TEXT EXTRACT.
====

Webscraping Craigslist for Housing Listings in the East Bay

Jennifer Jones



In [1]:

    
%pylab inline
import numpy as np
import pandas as pd
import matplotlib.pyplot as plt
import requests
from bs4 import BeautifulSoup as bs4









    



Populating the interactive namespace from numpy and matplotlib

Craigslist houses for sale

Look on the Craigslist website, select relevant search criteria, and then take a look at the web address:

Houses for sale in the East Bay:
http://sfbay.craigslist.org/search/eby/rea?housing_type=6

Houses for sale in selected neighborhoods in the East Bay:
http://sfbay.craigslist.org/search/eby/rea?nh=46&nh=47&nh=48&nh=49&nh=112&nh=54&nh=55&nh=60&nh=62&nh=63&nh=66&housing_type=6

General Procedure

# Get the data using the requests module 
url = 'http://sfbay.craigslist.org/search/eby/rea?housing_type=6'
resp = requests.get(url)

====

DATASET EXTRACT.
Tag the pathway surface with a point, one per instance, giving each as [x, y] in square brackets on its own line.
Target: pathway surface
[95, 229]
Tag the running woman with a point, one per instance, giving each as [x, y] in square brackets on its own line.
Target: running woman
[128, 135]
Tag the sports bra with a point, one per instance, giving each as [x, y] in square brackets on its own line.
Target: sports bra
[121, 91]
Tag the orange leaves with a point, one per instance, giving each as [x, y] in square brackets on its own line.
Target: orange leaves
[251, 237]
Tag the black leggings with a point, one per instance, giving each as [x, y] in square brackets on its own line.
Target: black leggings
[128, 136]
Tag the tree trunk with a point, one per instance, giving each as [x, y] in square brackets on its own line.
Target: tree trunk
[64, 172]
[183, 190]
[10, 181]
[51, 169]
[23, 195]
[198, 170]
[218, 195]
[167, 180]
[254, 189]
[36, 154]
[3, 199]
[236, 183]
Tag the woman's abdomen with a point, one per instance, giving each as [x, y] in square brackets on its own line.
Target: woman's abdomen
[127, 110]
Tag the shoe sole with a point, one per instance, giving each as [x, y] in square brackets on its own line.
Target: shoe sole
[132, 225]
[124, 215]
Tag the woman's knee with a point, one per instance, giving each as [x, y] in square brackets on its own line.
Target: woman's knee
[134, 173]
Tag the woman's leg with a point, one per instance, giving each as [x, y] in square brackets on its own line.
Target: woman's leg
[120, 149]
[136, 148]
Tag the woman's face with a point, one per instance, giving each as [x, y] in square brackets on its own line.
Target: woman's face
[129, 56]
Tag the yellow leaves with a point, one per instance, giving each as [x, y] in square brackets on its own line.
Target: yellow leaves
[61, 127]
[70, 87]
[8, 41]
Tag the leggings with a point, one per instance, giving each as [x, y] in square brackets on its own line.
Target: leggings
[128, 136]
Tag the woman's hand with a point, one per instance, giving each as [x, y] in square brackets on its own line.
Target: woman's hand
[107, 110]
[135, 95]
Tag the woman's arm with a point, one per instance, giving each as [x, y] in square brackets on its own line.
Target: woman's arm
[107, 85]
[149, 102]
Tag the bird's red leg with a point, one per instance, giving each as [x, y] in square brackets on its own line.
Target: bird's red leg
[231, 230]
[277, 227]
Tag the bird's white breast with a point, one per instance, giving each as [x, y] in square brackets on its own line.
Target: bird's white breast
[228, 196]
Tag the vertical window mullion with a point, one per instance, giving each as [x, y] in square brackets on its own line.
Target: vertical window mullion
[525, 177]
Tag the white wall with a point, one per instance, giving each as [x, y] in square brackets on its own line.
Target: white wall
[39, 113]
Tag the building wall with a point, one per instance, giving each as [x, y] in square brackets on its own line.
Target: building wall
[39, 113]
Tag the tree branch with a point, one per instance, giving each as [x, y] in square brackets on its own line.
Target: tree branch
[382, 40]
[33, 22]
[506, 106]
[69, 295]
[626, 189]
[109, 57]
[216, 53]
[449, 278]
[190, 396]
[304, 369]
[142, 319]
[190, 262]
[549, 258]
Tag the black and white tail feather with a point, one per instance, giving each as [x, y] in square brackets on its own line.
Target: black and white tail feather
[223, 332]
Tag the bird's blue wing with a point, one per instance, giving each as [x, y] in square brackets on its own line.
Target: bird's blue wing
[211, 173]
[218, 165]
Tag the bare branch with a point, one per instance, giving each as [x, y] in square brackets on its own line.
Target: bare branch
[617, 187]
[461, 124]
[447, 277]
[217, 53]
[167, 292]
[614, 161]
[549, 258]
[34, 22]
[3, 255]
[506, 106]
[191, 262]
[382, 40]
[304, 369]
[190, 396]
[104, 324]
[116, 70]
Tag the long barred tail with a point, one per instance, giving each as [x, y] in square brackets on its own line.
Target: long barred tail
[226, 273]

====

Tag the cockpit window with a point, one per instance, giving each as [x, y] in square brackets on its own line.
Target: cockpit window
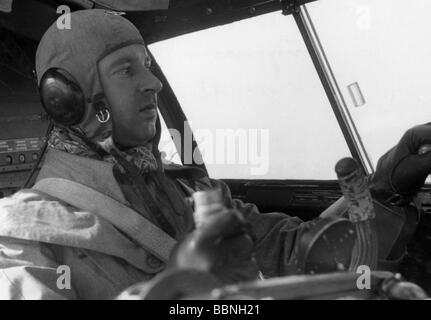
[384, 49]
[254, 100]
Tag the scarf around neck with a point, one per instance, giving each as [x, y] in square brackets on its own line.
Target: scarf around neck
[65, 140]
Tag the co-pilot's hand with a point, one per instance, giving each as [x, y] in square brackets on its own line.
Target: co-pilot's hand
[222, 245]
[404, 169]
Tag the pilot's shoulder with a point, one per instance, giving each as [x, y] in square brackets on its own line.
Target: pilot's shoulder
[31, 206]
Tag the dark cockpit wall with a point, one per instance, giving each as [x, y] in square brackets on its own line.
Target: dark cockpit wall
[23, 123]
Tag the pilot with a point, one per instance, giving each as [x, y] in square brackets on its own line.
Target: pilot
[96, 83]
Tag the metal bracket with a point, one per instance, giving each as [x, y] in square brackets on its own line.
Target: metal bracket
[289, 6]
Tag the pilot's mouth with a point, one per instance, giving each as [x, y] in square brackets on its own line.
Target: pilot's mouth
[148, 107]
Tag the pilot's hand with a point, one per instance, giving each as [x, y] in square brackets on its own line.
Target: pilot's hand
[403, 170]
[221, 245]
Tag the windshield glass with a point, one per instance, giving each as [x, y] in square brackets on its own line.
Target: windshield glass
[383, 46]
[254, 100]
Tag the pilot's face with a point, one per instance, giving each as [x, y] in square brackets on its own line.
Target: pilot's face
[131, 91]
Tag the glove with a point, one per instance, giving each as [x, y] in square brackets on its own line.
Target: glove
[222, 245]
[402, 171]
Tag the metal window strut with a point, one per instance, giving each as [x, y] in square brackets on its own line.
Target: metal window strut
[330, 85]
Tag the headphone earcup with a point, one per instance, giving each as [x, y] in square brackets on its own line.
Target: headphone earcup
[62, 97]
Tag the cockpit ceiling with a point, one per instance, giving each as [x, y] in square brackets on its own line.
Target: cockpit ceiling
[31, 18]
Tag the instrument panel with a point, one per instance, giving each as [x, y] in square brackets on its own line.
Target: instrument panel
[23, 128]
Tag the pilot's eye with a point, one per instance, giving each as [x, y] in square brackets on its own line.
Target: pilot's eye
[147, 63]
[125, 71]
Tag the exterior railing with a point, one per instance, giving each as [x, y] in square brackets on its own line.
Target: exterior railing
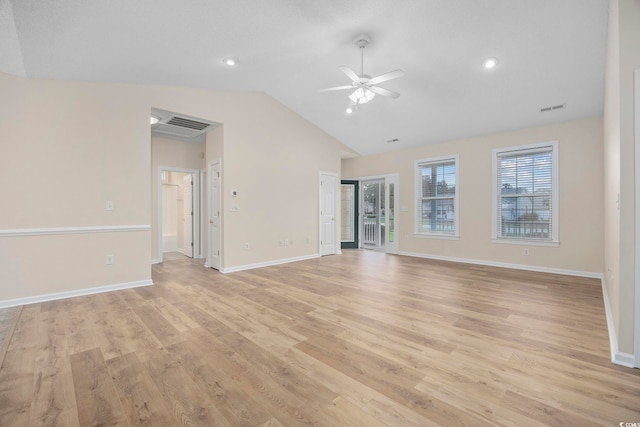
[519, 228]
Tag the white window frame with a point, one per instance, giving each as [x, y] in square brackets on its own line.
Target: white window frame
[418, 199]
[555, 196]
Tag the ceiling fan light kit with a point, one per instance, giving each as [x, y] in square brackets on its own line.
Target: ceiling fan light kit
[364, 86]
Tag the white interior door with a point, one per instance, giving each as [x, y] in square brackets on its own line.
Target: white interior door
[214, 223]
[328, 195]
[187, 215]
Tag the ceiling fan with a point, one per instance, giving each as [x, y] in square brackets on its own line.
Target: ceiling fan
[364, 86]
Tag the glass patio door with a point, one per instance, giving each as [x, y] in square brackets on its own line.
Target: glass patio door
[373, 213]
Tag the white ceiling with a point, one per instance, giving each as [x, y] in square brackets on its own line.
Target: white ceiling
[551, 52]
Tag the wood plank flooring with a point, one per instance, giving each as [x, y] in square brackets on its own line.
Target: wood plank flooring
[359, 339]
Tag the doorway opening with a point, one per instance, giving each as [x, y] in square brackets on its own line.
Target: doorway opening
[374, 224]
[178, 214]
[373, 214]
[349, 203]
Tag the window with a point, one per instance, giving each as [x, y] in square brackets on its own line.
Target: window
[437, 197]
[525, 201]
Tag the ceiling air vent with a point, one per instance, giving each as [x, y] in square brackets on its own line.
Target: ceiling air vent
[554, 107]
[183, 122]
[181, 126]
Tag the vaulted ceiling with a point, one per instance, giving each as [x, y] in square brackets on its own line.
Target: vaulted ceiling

====

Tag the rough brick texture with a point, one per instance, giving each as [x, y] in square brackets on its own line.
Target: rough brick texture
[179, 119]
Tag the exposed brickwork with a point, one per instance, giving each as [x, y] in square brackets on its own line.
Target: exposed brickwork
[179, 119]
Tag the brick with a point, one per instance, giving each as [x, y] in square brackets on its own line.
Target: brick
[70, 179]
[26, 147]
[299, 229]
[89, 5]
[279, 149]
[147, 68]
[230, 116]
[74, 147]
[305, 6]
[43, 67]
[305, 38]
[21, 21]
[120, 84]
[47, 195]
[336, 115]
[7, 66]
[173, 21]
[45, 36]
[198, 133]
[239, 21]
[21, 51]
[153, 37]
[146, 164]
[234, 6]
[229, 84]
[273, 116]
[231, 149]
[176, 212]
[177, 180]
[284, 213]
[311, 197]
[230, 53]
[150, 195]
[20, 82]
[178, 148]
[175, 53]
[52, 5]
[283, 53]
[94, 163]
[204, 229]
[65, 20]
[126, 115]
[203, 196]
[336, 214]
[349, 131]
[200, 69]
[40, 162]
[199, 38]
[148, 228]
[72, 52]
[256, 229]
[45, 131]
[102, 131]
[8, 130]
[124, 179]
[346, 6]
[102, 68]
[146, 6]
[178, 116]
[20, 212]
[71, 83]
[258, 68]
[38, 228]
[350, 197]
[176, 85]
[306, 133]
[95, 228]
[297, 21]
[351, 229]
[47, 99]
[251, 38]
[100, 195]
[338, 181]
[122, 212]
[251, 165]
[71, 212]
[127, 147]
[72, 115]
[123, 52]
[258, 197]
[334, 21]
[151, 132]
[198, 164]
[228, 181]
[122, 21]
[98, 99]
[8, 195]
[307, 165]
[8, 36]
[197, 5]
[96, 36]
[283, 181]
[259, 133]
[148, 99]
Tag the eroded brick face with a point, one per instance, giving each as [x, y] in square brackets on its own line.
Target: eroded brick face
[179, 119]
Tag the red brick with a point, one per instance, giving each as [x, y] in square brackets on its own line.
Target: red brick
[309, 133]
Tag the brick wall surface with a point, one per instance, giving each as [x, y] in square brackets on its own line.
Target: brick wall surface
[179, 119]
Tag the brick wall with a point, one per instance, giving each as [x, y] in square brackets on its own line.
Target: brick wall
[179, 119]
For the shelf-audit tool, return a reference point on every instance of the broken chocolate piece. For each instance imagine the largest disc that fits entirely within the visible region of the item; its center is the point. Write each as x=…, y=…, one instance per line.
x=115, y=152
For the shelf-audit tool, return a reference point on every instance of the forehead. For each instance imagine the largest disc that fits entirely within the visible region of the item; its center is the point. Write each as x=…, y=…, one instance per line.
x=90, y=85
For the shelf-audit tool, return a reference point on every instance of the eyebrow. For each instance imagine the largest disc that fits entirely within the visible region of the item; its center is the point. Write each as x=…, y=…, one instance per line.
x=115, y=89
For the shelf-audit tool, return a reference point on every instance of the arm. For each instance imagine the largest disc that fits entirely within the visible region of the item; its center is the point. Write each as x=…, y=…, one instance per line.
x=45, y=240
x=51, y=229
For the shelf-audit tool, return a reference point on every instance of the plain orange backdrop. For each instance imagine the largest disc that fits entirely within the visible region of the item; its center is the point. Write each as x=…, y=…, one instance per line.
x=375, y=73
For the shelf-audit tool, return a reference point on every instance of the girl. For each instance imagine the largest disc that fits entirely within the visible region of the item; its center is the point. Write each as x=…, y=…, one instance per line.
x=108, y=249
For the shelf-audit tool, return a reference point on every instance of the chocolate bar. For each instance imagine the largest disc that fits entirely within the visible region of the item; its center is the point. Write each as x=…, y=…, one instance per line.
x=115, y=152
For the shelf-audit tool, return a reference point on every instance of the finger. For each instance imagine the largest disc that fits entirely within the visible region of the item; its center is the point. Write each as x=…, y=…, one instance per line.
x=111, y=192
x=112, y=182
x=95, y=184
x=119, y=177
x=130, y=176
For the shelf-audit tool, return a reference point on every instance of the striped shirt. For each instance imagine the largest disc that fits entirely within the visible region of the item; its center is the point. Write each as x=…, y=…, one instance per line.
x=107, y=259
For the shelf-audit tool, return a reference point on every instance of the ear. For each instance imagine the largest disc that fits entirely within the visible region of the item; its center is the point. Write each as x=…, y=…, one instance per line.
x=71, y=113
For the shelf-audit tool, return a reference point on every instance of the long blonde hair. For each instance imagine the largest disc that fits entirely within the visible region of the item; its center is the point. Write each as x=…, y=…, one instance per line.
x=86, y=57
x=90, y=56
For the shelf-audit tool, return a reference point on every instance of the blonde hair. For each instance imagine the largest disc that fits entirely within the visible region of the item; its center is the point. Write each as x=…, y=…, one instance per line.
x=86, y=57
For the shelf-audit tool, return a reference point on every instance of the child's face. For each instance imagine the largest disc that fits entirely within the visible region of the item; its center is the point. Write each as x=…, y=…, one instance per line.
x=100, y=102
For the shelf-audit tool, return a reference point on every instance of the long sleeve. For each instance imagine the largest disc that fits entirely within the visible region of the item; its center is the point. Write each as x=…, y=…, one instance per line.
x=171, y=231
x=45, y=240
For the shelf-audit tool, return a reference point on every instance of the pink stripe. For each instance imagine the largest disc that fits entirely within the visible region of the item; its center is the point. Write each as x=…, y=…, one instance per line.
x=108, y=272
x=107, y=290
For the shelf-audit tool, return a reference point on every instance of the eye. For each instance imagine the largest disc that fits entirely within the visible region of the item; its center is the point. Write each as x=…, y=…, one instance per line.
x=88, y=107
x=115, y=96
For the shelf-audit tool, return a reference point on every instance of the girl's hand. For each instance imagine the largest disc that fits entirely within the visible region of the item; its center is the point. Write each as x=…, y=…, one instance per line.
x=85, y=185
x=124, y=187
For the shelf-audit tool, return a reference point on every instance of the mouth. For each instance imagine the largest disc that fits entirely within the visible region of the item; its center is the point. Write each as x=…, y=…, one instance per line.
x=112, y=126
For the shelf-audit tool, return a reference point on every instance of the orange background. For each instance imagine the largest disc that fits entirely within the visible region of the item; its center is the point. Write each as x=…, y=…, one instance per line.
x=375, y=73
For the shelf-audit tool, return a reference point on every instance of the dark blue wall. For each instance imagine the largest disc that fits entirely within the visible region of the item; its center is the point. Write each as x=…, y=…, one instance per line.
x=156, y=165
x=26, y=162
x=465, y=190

====

JOB 1. In the Craigslist scraping text, which module is used to get the data?
JOB 2.
Say whether each statement agrees with the Craigslist scraping text. Answer yes or no, and quote the deciding words.
(a) BeautifulSoup is imported under the name bs4.
(b) The data is fetched with the urllib module.
(c) The search address for selected East Bay neighborhoods includes housing_type=6.
JOB 3. Carry on the Craigslist scraping text from the point where it stops.

RESPONSE 1. The requests module.

RESPONSE 2.
(a) Yes: "from bs4 import BeautifulSoup as bs4"
(b) No: "# Get the data using the requests module"
(c) Yes: "nh=66&housing_type=6"

RESPONSE 3.
# BeautifulSoup can quickly parse the text, specify text is html
txt = bs4(resp.text, 'html.parser')

House entries

Looked through output via print(txt.prettify()) to display the html in a more readable way, to note the structure of housing listings

Saw housing entries contained in <p class="row">

houses = txt.find_all('p', attrs={'class': 'row'})

Get data from multiple pages on Craigslist

First page:
url = 'http://sfbay.craigslist.org/search/eby/rea?housing_type=6'

For multiple pages, the pattern is:
http://sfbay.craigslist.org/search/eby/rea?s=100&housing_type=6
http://sfbay.craigslist.org/search/eby/rea?s=200&housing_type=6
etc.



In [3]:

    
# Get the data using the requests module 
npgs = np.arange(0,10,1)
npg = 100

base_url = 'http://sfbay.craigslist.org/search/eby/rea?'
urls = [base_url + 'housing_type=6']

for pg in range(len(npgs)):
    url = base_url + 's=' + str(npg) + '&housing_type=6'
    urls.append(url)
    npg += 100

more_reqs = []
for p in range(len(npgs)+1):
    more_req = requests.get(urls[p]) 
    more_reqs.append(more_req)



In [6]:

    
print(urls)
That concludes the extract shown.